SUPPLIED TEXT:
On the flip side, IOC fell 2.29%, along with several other oil refiners. The drop was driven by concerns over a potential disruption in the supply of Russian oil, either due to constraints or strategic choices.

Sectoral Overview
Sectoral trends were weak across the board. Only FMCG managed gains, up 1.4%, supported by HUL’s results and a slight defensive push in a few other FMCG names. The rest of the market saw broad-based damage—Oil & Gas, Capital Markets, Pharma, Metals, and Commodities all fell between 1% and 1.48%. Overall, it was a significantly negative day.

Sector of the Day
Nifty FMCG Index
Another sector that has struggled to perform is FMCG, which is also back to where it was around early May. The index has been largely moving sideways for an extended period. Stocks like Emami, Godrej, Hindustan Unilever, United Spirits, and Dabur showed some upward movement.


Nifty Oil & Gas Index
Several stocks in the Oil & Gas space were beaten down today, pulling the sector back to levels last seen in May.


Story of the Day: From Discounts to Discipline: A Smarter Way to Invest
In India, the culture of bargaining and finding a good deal is deeply ingrained. From vegetable markets to shopping malls, and from real estate to e-commerce, the idea that paying less is being smart is almost second nature. This mindset, shaped by our everyday experiences, inevitably finds its way into the stock market as well.
Investors often hesitate to buy stocks that have already risen significantly, believing it’s too late or that the stock is overpriced. This discomfort stems from a mental anchor — a price once seen in the past becomes a benchmark, and anything above it feels unjustified. But markets don’t follow personal biases. They move based on demand, momentum, and broader market forces.
There are countless examples of stocks that looked expensive at one point but kept rising. DMart’s IPO seemed overpriced at ₹500, but it went on to cross ₹5,000 in a few years.

Stored records:
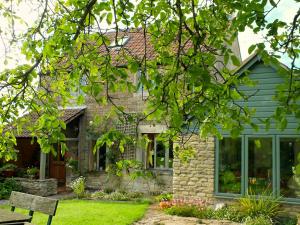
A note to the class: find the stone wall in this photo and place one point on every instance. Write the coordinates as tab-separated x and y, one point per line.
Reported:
161	182
45	187
195	179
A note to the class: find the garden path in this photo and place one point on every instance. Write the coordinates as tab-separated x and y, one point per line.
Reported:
154	216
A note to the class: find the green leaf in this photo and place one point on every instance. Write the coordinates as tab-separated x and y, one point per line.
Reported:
273	3
235	60
251	49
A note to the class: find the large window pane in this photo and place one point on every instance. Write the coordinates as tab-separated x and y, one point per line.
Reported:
230	166
289	159
161	150
260	166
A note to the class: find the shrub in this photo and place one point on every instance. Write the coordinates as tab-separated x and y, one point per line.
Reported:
116	196
253	206
32	171
260	220
225	213
286	220
185	211
135	195
164	197
8	186
78	187
98	195
198	203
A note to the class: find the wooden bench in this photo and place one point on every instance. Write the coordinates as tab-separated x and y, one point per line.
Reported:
33	203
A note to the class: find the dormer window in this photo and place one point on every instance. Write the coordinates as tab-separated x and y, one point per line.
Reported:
120	42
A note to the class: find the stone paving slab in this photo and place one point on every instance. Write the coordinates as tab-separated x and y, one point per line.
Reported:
154	216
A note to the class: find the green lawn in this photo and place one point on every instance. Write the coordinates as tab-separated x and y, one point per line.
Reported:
79	212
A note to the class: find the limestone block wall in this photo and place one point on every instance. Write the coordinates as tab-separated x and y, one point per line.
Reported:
162	182
195	179
45	187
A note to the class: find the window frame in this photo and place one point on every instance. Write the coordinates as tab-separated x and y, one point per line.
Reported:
245	162
167	153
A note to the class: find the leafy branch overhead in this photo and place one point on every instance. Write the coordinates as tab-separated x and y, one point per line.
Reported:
186	63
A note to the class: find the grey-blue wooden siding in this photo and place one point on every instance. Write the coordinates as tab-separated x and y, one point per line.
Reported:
267	79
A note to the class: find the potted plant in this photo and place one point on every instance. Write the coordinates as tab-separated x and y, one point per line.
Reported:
8	170
32	172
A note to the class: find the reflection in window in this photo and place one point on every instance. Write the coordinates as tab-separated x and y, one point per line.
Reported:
289	160
230	166
159	153
260	165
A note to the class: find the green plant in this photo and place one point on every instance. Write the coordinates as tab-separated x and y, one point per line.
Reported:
116	196
286	220
98	195
226	213
108	190
72	164
78	187
32	171
8	167
185	211
8	186
265	205
164	197
260	220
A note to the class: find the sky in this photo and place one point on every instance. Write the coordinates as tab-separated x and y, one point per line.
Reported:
29	12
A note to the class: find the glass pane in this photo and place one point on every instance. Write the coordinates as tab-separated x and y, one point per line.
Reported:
260	166
171	155
289	160
102	158
161	148
230	166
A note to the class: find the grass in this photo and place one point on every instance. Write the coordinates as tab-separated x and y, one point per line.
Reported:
78	212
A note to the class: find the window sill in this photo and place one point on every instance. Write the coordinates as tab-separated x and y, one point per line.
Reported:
287	201
161	170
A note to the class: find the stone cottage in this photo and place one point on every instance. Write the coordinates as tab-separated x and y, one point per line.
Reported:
222	169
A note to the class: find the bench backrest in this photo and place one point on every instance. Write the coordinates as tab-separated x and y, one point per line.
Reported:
34	204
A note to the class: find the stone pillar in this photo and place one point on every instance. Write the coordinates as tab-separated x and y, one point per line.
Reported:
42	166
195	179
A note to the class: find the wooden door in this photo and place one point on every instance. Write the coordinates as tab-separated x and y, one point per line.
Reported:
58	168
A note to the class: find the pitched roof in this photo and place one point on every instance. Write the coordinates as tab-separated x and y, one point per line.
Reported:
138	46
68	115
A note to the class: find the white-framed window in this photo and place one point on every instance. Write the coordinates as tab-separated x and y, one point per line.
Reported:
159	153
121	41
101	159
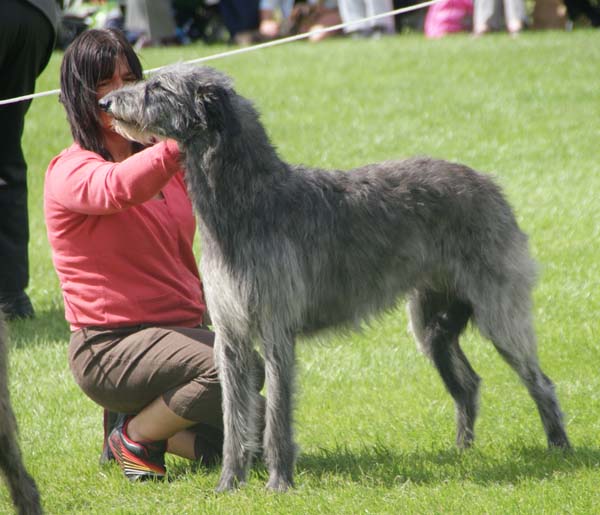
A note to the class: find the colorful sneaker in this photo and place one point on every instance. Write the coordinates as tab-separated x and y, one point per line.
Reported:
110	420
139	461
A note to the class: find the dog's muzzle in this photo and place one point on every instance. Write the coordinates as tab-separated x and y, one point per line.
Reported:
105	104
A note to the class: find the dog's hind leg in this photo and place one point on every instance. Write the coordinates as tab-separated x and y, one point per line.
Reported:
506	321
24	492
22	486
437	321
237	369
279	447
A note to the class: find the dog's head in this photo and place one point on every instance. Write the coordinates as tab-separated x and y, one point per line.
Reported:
179	102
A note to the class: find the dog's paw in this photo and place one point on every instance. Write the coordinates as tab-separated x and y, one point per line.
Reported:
229	482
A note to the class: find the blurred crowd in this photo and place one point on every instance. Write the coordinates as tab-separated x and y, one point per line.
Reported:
245	22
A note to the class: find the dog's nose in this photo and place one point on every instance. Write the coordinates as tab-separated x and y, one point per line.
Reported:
105	104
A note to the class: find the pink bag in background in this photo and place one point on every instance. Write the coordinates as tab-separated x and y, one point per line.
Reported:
449	16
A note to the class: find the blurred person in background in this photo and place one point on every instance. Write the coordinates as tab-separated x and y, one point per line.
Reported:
27	37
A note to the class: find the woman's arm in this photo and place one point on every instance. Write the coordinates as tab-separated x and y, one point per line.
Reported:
84	182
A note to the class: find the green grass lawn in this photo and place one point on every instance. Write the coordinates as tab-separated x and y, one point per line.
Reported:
374	424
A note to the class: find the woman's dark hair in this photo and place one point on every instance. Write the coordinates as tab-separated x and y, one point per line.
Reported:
90	59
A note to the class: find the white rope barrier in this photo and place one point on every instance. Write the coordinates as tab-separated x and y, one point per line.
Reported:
253	48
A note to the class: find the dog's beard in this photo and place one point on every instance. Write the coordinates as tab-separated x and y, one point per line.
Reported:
133	133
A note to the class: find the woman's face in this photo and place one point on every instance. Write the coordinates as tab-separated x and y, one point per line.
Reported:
121	76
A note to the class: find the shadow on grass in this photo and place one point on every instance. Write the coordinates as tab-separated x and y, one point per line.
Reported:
47	326
379	465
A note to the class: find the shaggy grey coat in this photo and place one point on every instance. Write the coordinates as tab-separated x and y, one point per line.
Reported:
291	249
22	487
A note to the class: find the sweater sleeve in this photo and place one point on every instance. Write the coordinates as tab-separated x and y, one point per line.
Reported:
84	182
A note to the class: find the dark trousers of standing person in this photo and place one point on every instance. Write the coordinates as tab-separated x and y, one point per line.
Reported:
577	7
239	15
26	43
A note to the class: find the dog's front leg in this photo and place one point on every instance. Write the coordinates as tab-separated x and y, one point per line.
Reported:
236	365
279	447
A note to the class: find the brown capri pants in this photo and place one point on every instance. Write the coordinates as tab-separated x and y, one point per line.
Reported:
125	369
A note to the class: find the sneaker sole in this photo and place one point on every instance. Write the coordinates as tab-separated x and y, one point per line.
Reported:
133	469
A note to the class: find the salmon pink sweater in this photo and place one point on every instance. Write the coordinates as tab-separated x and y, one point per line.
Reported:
121	237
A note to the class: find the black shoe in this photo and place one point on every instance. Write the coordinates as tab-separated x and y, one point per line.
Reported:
16	305
139	461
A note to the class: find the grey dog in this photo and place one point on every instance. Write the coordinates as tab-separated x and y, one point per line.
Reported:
290	250
22	487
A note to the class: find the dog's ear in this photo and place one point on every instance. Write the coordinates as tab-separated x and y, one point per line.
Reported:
215	110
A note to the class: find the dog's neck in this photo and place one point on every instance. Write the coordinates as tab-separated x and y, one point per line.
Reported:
229	171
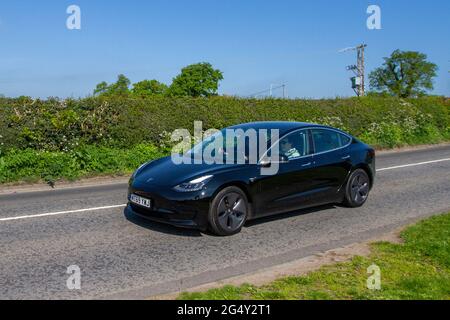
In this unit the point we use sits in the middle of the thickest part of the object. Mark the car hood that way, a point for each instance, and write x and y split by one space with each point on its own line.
164 172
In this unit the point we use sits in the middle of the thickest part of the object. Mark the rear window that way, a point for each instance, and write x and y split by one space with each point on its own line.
326 140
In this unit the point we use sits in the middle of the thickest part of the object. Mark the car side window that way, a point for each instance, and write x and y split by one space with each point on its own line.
327 140
295 145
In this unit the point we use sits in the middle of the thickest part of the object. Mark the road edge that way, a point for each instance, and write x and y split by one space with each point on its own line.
98 181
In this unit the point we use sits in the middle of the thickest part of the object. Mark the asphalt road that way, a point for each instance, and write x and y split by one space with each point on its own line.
125 257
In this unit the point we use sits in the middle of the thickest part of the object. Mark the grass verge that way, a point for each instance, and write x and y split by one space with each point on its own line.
419 268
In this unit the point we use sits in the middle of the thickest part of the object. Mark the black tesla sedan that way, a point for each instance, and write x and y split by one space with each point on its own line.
314 165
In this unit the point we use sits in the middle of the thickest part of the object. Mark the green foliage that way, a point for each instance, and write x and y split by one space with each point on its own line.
417 269
32 165
147 88
404 74
41 128
196 80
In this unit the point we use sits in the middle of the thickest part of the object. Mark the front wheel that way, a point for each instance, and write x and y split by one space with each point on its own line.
357 189
228 212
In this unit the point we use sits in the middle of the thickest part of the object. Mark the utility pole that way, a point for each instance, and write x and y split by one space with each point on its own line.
358 82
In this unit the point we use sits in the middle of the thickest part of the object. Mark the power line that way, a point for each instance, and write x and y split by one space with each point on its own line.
358 82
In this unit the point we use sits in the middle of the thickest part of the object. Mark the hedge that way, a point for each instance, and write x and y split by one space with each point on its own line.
53 138
63 125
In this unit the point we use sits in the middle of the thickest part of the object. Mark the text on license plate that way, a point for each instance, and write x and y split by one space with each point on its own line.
141 201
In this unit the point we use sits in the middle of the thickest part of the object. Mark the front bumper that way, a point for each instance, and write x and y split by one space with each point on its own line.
181 210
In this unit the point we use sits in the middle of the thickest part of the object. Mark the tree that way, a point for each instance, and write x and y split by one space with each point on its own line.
196 80
101 88
404 74
120 87
148 88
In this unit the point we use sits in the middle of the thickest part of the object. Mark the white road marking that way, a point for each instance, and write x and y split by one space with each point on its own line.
124 205
413 164
61 212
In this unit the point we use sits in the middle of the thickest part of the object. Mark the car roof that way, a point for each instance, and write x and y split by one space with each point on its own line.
283 126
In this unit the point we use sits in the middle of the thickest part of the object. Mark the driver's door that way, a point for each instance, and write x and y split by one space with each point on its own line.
292 187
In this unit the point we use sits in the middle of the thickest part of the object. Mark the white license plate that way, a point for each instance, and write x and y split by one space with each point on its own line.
141 201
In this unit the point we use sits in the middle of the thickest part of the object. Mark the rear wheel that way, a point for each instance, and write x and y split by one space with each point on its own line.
357 189
228 211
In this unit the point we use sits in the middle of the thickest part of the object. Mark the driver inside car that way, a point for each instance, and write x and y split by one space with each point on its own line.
288 150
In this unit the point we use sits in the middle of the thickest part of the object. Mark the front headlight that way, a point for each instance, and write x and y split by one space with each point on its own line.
194 185
139 169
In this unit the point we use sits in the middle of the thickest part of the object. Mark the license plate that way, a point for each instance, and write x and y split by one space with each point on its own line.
147 203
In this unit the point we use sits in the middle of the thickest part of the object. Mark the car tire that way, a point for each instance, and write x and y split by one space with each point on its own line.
357 189
228 211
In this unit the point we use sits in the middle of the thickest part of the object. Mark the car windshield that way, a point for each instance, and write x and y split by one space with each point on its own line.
227 140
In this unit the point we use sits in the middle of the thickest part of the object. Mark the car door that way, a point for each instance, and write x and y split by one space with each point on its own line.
291 187
331 162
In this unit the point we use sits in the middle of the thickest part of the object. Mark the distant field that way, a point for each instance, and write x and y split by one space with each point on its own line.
68 139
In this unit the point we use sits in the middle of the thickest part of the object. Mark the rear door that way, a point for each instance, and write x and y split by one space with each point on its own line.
291 187
331 161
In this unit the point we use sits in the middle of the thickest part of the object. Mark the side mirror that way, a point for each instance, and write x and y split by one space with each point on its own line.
283 158
266 161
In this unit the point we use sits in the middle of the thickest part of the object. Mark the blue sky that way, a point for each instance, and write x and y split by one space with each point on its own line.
255 43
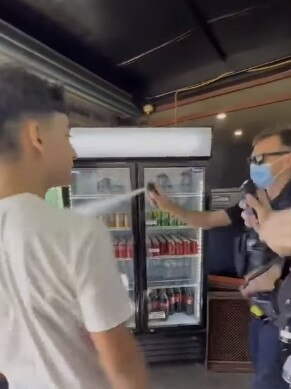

TASK DETAILS:
In the market summary, which sector was the only one to post gains, and by what percentage did it rise?

ANSWER FOR THE TASK:
FMCG was the only sector to gain, rising 1.4%.